• **STATED EXERCISE**
Copy every row below character for character, leaving out the pictures.

____ GIVEN DATA

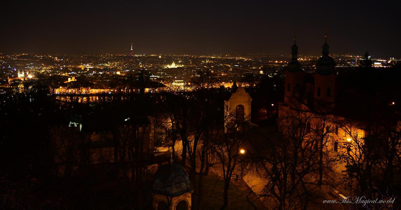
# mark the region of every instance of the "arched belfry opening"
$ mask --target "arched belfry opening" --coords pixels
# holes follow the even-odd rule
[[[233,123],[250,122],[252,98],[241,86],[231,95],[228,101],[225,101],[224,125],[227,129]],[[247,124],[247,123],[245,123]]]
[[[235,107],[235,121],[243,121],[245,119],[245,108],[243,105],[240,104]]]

________

• **WORKED SOLUTION**
# mark the region of every instance of the "arched belfry opening"
$ mask --target "arched belfry opening" --coords pixels
# holes follow the even-odd rule
[[[233,123],[250,122],[252,98],[241,86],[231,95],[228,101],[225,101],[224,125],[227,129]],[[247,124],[247,123],[245,123]]]
[[[235,107],[235,121],[243,121],[245,119],[245,108],[243,105],[240,104]]]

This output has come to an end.